_Exercise details_: Give the listing again exactly, omitting its images.

_Material for the task_:
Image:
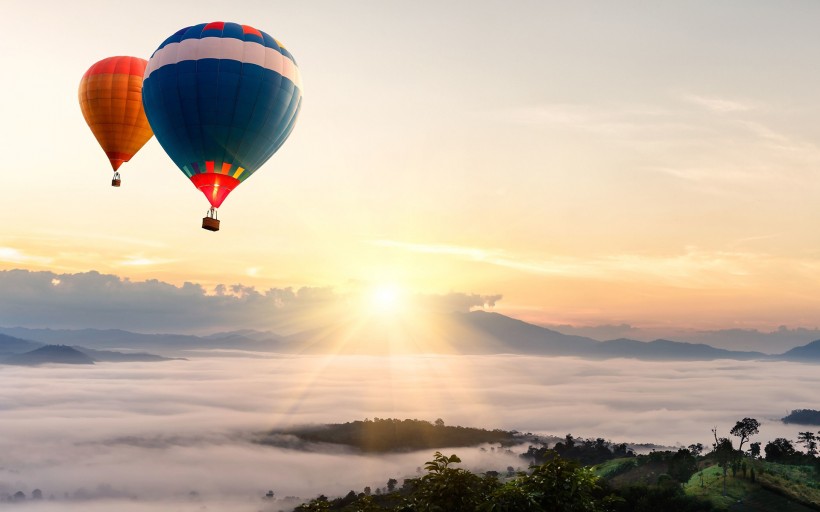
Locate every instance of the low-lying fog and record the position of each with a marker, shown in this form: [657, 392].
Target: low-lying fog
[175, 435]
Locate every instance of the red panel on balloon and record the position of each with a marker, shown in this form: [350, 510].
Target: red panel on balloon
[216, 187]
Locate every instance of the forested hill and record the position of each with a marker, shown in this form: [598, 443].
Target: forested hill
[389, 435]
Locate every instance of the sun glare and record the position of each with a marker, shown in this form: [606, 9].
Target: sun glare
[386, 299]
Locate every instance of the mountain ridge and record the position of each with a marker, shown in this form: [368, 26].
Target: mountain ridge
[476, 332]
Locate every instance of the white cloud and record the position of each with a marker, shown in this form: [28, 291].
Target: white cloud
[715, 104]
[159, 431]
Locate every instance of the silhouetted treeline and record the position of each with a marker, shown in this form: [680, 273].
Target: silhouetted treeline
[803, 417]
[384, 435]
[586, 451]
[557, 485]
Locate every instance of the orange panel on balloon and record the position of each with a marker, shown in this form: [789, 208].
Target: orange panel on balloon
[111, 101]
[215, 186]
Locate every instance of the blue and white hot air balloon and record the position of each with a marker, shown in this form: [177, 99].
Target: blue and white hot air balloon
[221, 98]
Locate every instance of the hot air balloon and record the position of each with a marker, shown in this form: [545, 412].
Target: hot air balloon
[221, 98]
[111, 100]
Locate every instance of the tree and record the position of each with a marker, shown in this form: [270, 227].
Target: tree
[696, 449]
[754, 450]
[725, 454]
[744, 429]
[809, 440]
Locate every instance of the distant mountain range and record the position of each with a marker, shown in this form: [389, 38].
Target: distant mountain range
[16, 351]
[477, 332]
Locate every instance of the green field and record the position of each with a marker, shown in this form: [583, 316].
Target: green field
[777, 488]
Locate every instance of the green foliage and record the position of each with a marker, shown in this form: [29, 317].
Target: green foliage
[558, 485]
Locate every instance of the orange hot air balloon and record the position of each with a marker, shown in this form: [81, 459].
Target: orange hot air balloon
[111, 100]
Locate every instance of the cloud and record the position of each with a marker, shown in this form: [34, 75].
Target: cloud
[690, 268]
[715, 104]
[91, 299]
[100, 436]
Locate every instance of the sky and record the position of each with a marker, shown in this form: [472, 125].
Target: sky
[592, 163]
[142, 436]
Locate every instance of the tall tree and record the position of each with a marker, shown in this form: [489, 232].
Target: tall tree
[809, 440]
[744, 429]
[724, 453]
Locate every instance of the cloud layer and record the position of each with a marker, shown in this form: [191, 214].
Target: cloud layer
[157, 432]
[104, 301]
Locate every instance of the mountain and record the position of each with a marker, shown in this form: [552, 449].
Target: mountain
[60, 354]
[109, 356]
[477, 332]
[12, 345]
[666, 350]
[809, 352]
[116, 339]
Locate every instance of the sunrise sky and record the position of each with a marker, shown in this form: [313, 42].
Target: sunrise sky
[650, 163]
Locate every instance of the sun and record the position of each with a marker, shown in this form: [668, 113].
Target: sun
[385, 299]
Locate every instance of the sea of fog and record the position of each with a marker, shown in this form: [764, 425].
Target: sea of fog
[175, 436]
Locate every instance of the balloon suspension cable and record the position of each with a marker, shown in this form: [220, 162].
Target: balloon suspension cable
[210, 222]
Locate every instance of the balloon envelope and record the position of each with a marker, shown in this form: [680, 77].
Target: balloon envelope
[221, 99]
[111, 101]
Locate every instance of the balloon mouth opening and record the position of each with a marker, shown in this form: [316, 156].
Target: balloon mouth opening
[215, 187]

_Solved problem_:
Image:
Locate every instance of the low-lying fog and record the position of each with a marker, shown in this form: [657, 392].
Target: low-lying fog
[175, 435]
Locate every instance of the red panel on balloon and record the position of each with a marker, shown in this form: [350, 510].
Target: red panel on balloon
[216, 187]
Locate every instance of the forested hill and record the position of each with a marker, shown in this form: [598, 443].
Target: forested hill
[389, 435]
Locate every instance of the sun glare and record the position of each with a marker, shown in this form: [606, 9].
Target: sun glare
[386, 299]
Locate every instance of the mountain ridge and record the position of each with a marker, shown in this form: [368, 26].
Target: mountain ridge
[476, 332]
Locate every instance of the white cloud and record the position of each with a marker, shown in this form: [28, 291].
Target: white cloud
[715, 104]
[159, 431]
Locate every instance of the silhouetted treeline and record the position of each with a marker, shown in this form: [680, 273].
Target: silhouetted treeline
[803, 417]
[384, 435]
[586, 451]
[557, 485]
Locate every instance of the orange panel on balloon and record the position of each with a marker, shown in this form: [789, 208].
Target: orange panel on balloon
[111, 101]
[215, 186]
Locate every instance of the blue and white hot air balloon and record the position of each with a marker, shown in this form: [177, 99].
Target: blue and white hot air balloon
[221, 98]
Locate every instance of the hot air balloon and record the position of each with a marker, shown in this form: [545, 412].
Target: hot air balloon
[221, 98]
[111, 100]
Locate every instance of the tree and record the position of each with a marker, shown in this form: [270, 227].
Target: tree
[696, 449]
[754, 450]
[725, 454]
[744, 429]
[809, 440]
Locate every instance of the distant mountain range and record the position of each with a marker, shown in this form: [389, 38].
Target: distant mountain range
[16, 351]
[477, 332]
Locate every instance of the green field and record the position of each with a marker, shown in this form: [583, 316].
Target: green field
[777, 488]
Locate every instance of the green foliage and record the position of each with a marker, shown in this form: [29, 317].
Target: green foliage
[558, 485]
Locate every instance of the orange hot air balloon and record the position of each with a marker, shown in this form: [81, 459].
Target: orange hot air balloon
[111, 100]
Locate every instance of the cloud and record the position of each with a marker, shown in this form: [34, 75].
Target: cloud
[690, 268]
[715, 104]
[91, 299]
[100, 436]
Locate every instance of the sky and record the position of each with a marker, shown in this form: [472, 125].
Target: sky
[592, 163]
[142, 436]
Locate every instance of the tall tree and record the position of each with a marker, shown in this form: [489, 232].
Target: tall tree
[809, 440]
[744, 429]
[724, 453]
Locate every instance of the cloud layer and record the position of each with a marker, shown in this form: [191, 214].
Target: cloud layer
[157, 432]
[104, 301]
Locate every instance of the mountain and record the position of each with a marker, shown in this form: [552, 449].
Target: mountain
[60, 354]
[109, 356]
[477, 332]
[12, 345]
[666, 350]
[809, 352]
[116, 339]
Locate every instance of the sunrise sky and record the position of each with a marker, shown in this form: [313, 42].
Target: sunrise sky
[650, 163]
Locate every instance of the sun and record the position of each with a marker, shown in this form: [668, 113].
Target: sun
[385, 299]
Locate every instance of the sea of fog and record the position of each with a marker, shown in this form: [764, 425].
Target: sea of fog
[175, 436]
Locate every instance of the balloon suspension cable and record the position of each with a marker, shown in this form: [220, 162].
Target: balloon suspension cable
[210, 222]
Locate every instance of the balloon envelope and record the position of each with a marker, shown in this form: [680, 77].
Target: balloon envelope
[221, 99]
[111, 101]
Locate every instance of the balloon mouth opening and record the position of each with a marker, shown in this form: [316, 156].
Target: balloon mouth opening
[215, 187]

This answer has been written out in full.